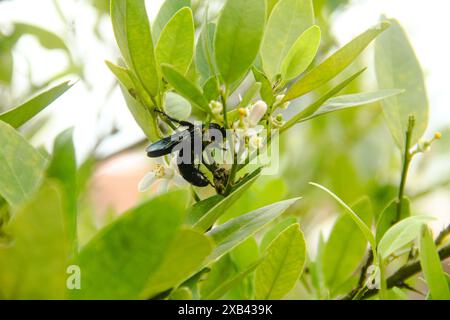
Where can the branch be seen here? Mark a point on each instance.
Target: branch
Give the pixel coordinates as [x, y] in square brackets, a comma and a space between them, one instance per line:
[398, 278]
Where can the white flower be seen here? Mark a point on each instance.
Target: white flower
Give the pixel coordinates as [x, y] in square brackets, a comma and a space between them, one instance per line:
[257, 112]
[163, 176]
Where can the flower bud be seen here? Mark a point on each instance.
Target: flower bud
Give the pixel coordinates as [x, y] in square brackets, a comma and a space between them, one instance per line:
[257, 112]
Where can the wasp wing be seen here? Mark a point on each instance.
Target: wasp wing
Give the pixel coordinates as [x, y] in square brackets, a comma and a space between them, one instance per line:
[165, 146]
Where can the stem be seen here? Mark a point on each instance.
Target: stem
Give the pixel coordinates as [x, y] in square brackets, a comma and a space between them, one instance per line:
[405, 272]
[407, 156]
[383, 283]
[398, 278]
[224, 96]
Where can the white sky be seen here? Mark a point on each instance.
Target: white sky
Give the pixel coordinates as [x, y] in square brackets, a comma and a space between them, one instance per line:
[424, 21]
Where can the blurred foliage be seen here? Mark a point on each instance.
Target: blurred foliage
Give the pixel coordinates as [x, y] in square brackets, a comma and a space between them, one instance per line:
[251, 242]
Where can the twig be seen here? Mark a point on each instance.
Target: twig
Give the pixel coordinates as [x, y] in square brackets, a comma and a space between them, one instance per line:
[398, 278]
[407, 156]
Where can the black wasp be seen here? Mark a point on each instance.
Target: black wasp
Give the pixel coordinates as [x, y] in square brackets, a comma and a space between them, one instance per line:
[194, 140]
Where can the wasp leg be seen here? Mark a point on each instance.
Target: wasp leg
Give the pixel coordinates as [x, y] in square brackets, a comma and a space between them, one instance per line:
[180, 122]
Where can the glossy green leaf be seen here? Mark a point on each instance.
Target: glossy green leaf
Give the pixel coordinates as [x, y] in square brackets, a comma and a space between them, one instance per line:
[432, 268]
[182, 293]
[185, 88]
[267, 190]
[183, 258]
[355, 217]
[238, 36]
[245, 254]
[34, 267]
[250, 94]
[400, 234]
[266, 91]
[334, 64]
[310, 110]
[121, 259]
[220, 270]
[389, 216]
[21, 166]
[273, 232]
[397, 67]
[205, 213]
[282, 266]
[204, 56]
[289, 19]
[302, 54]
[63, 167]
[133, 35]
[228, 284]
[211, 89]
[270, 5]
[20, 115]
[346, 246]
[353, 100]
[168, 9]
[176, 43]
[6, 63]
[177, 107]
[230, 234]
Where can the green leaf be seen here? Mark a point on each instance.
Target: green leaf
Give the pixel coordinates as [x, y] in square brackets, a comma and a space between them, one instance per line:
[334, 64]
[176, 106]
[270, 5]
[205, 213]
[121, 259]
[346, 246]
[282, 266]
[245, 254]
[232, 233]
[266, 91]
[397, 294]
[63, 167]
[185, 88]
[132, 91]
[225, 286]
[355, 217]
[204, 57]
[182, 293]
[432, 268]
[388, 216]
[397, 67]
[302, 54]
[238, 37]
[400, 234]
[122, 75]
[133, 35]
[183, 258]
[176, 43]
[34, 267]
[211, 89]
[219, 271]
[250, 94]
[20, 115]
[273, 232]
[166, 12]
[289, 19]
[21, 166]
[6, 62]
[353, 100]
[310, 111]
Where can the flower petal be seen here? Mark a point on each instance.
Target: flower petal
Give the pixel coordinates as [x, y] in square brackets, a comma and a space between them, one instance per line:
[147, 181]
[163, 186]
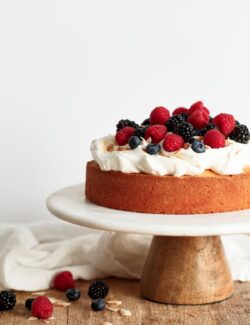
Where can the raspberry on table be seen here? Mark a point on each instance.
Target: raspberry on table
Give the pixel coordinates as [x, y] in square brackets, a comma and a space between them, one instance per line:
[215, 139]
[124, 135]
[173, 142]
[63, 281]
[159, 115]
[42, 308]
[225, 122]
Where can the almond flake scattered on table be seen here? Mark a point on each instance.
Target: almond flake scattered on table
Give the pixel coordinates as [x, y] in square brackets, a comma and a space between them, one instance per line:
[125, 312]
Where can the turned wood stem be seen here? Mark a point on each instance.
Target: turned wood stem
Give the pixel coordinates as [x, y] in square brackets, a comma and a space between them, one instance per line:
[186, 270]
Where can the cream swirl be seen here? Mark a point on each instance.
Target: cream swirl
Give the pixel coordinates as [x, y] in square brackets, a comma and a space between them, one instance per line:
[230, 160]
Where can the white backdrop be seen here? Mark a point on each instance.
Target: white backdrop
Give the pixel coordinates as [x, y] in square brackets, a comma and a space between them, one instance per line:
[69, 70]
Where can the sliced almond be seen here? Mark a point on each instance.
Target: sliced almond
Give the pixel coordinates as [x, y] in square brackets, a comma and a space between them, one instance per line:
[114, 302]
[125, 312]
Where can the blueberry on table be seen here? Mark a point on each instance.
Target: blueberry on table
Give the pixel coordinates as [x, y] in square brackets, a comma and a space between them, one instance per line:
[73, 294]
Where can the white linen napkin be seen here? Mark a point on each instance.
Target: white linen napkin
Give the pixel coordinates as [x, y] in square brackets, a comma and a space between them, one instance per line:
[30, 255]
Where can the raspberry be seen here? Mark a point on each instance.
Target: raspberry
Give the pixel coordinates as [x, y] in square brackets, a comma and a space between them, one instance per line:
[214, 139]
[156, 133]
[225, 122]
[64, 281]
[196, 106]
[173, 142]
[180, 110]
[123, 135]
[199, 118]
[42, 308]
[159, 115]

Given problem:
Your task is to reproduce all of the material exactly. The pictures stay out.

Response to the exercise:
Where can the branch be seen here? Mark a point on each instance.
Target: branch
Give the pixel coordinates as [x, y] in square brackets, a comma and a space between them, one instance per line:
[398, 278]
Where can the white flower be seen here? Mark a point on each instance.
Target: white flower
Give the pixel coordinates as [x, y] in square brackets, a comma and a space between them, one instance per line:
[257, 112]
[163, 176]
Where can the flower bud be seen here? Mark a point on each instance.
Target: flower bud
Give the pixel coordinates as [x, y] in square brackets, a comma and a space between them, one instance per line:
[257, 112]
Where can the wasp wing be seen here? Mark a point on each instance.
Target: wasp wing
Give the pixel coordinates as [x, y] in square brackets, a comma and a space between them, one instance per line:
[165, 146]
Where can the stem be seen here? Mark a point on each instance.
Target: stem
Give the pixel coordinates as [x, y] in square brackets, a comma and a space between them, one instance per line:
[405, 272]
[407, 156]
[383, 283]
[398, 278]
[224, 96]
Where can the white sky be seen here? Mark a point on each instance.
Target: white sky
Give the pixel coordinates as [x, y] in square brackets, a comma and a space between them, one instance per line:
[424, 21]
Where can the blurred foliage be seen here? Mark a point on each instance.
Target: blurred foliage
Give the pixel coordinates as [x, y] in square brackets, a comma and a space between them, one instance per line:
[251, 242]
Where can the twig be seen here? Mark a point on each instance.
Target: twig
Give the pixel coordinates as [x, y] in square brackets, a comma and a space between them, one instance per line:
[398, 278]
[407, 156]
Where can the black wasp be seen here? Mark a point on each instance.
Target: black wasp
Give the pixel coordinates as [x, y] in square brackets, a comma and a space between them, one instance per line:
[194, 140]
Where can the wasp leg be seen here? Mark a point on each instance.
Target: wasp leg
Give the pixel coordinates as [x, y] in square brackets, a comma and a space between them, one instance per line:
[180, 122]
Where can the glossy green leaf be seen here? Mark a point on each instance.
Target: glossy green leaf
Give the pixel coordinates as [x, y] in square brackets, a comma and a space between them, one instance per line:
[432, 268]
[182, 293]
[185, 88]
[267, 190]
[183, 258]
[355, 217]
[238, 36]
[245, 254]
[34, 267]
[250, 94]
[400, 234]
[266, 91]
[334, 64]
[310, 110]
[121, 259]
[220, 270]
[389, 216]
[21, 166]
[273, 232]
[397, 67]
[205, 213]
[282, 266]
[204, 56]
[289, 19]
[302, 54]
[63, 167]
[133, 35]
[228, 284]
[211, 89]
[270, 5]
[20, 115]
[346, 246]
[353, 100]
[168, 9]
[176, 43]
[6, 63]
[177, 107]
[230, 234]
Where can the green leaf be seen here? Mark a point on each instance.
Target: green leaf
Give the pixel coordinates as [x, y] in square brackets, a comma and a space between them, one instance per line:
[334, 64]
[176, 106]
[270, 5]
[205, 213]
[121, 259]
[346, 246]
[282, 266]
[245, 254]
[232, 233]
[266, 91]
[397, 294]
[63, 167]
[185, 88]
[132, 91]
[225, 286]
[355, 217]
[204, 57]
[182, 293]
[432, 268]
[388, 216]
[397, 67]
[302, 54]
[238, 37]
[400, 234]
[122, 75]
[133, 35]
[183, 258]
[176, 43]
[34, 267]
[211, 89]
[219, 271]
[250, 94]
[20, 115]
[273, 232]
[166, 12]
[289, 19]
[21, 166]
[6, 62]
[353, 100]
[310, 111]
Where can the flower petal be seen here? Mark a point on each instance.
Target: flower petal
Give the pixel coordinates as [x, y] in square brackets, a comma and a space between them, one instance per line:
[147, 181]
[163, 186]
Where can the raspberry on table be seen here? Mark a point on each instance.
Target: raspberry on table
Give the pixel coordinates as [x, y] in square brackets, a comma and a space between them, one instance per line:
[215, 139]
[124, 135]
[173, 142]
[63, 281]
[159, 115]
[42, 308]
[225, 122]
Where can the almond flake scattered on table be seen here? Mark a point on each instance.
Target: almond flake scattered on table
Give the pixel coordinates as [x, y] in square brackets, a comma and a space between them, one instance per line:
[125, 312]
Where can the turned wood stem be seen here? Mark a point on each instance.
Target: turned wood stem
Give the pixel coordinates as [x, y] in square brackets, a comma and a space between them, one instance per line:
[186, 270]
Where can the cream swirl be seen here? Mark a point on each instance.
Target: cream swirl
Give the pixel coordinates as [x, y] in square brackets, a comma and a space between them, one instance per line:
[230, 160]
Where can the white backdrop be seen here? Mark a point on each instance.
Target: white backdrop
Give the pixel coordinates as [x, y] in square brackets, a comma and a space between them, one instance per line:
[69, 70]
Where can the sliced almond be seen here? Mark a point on each instance.
Target: sliced almond
Give the pixel coordinates as [x, y] in square brackets, a comma and a space between them, one instance per line:
[114, 302]
[125, 312]
Where can the blueberry on table be seen here? Mark a point on each instance.
Target: blueberry on table
Give the pixel coordinates as [x, y] in square brackets, a comma and a space between them, one instance per line:
[73, 294]
Where can the white linen napkin be seen here? Mark a point on each instance.
Target: white linen napkin
Give the pixel coordinates as [x, y] in square brackets, a comma and a space between them, one instance per line:
[30, 255]
Where can the raspberry be seen here? Mark a point on each instance.
Target: raspberry
Give the pixel coordinates as [x, y] in square brackets, a comma and a space between them, one instance per line:
[214, 139]
[156, 133]
[225, 122]
[64, 281]
[196, 106]
[173, 142]
[180, 110]
[123, 135]
[199, 118]
[42, 308]
[159, 115]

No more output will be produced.